- Your task
An exact restatement of every record is required.
-- Opening Marker --
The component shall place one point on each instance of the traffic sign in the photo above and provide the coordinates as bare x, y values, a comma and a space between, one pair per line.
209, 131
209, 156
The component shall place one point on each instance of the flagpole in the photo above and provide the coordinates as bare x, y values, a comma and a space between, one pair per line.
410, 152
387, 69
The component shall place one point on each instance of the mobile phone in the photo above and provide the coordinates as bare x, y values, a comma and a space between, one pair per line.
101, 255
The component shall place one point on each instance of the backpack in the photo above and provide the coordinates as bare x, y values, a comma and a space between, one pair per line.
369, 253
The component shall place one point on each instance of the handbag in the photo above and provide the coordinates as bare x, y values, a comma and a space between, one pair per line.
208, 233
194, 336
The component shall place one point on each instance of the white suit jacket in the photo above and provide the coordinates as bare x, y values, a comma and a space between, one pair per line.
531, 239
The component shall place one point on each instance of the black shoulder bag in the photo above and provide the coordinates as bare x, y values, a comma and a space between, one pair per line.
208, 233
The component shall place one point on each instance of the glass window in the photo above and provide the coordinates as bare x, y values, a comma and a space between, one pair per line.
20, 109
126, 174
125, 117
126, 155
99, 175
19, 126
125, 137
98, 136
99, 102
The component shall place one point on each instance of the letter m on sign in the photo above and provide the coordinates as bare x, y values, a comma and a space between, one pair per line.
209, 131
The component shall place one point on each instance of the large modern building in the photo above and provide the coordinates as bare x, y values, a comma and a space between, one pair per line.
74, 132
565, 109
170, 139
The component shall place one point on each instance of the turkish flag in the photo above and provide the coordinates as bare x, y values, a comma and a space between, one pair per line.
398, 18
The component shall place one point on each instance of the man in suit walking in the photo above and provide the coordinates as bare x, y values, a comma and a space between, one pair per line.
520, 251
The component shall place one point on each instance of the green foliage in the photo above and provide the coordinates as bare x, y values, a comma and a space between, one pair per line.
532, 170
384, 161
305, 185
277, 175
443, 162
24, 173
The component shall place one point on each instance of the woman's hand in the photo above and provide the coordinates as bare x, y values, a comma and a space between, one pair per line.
-- Closing Marker --
- Your response
The component shall place one point on each instance of the traffic sign in the photo above and provide the coordinates as bare x, y values, a comma and a space between, one pair per line.
209, 131
209, 156
The component shall place one point on each instance of the flagpole in the photo above and provide the coordinates as bare x, y values, a comma and a space between, one pair per line.
410, 152
387, 69
The component shall place one point on each instance of the mobile phone in the photo above and provide the coordinates as bare x, y values, a comma and a space between, one pair per line.
101, 255
The component shall place one point on each instance of the backpack in the photo above and provide the coordinates as bare x, y values, a comma and a space between, one pair per line.
369, 253
The component shall place one point on each instance of the handbag in the photo above and provide the coordinates as bare x, y values, a comma and a space between, one pair per line.
208, 233
194, 336
The component shall place one point on each instance of the white suit jacket in the photo above and provide the coordinates as bare x, y values, a comma and a space between, one pair per line.
531, 239
The component shall place one point on each instance of the black shoulder bag in the photo above and provide the coordinates as bare x, y values, a comma and a space between, one pair per line.
208, 233
The component shall place one point on each instance of the glass window in the photo above and provide the coordinates as bare x, y values, a comma and a space between, one pair per line.
20, 109
126, 174
125, 117
126, 155
99, 175
19, 126
125, 137
98, 136
99, 102
The component shall place one point on each instance of the letter m on sign in the photo above and provide the coordinates as bare x, y values, a comma and a space between, one pair per line.
209, 131
The component shall place one point on each instance of the large modern building in the photo above and provide the coordinates as bare x, y values, a comma and a space between, one pair per line.
74, 132
565, 109
170, 139
The component shall place one point on each instance of the turkish flag in the photo above and provide the coordinates as bare x, y values, a comma and a space between, one pair per line.
398, 18
The component shall place one point on each instance of the man in suit walking in the photo above and provide the coordinates as bare x, y values, a comma and a space between, one pair per line.
520, 251
The component shall place one point on each instance of the green foliage in the photo above and provide the coordinates as bare x, y values, a comma and a space between, one pair per line.
532, 170
384, 161
305, 185
277, 175
443, 162
24, 173
The component shall place one point on each instance of the woman's hand in the photo above and provide the coordinates as bare x, y values, a comma and a space between, one pair per line.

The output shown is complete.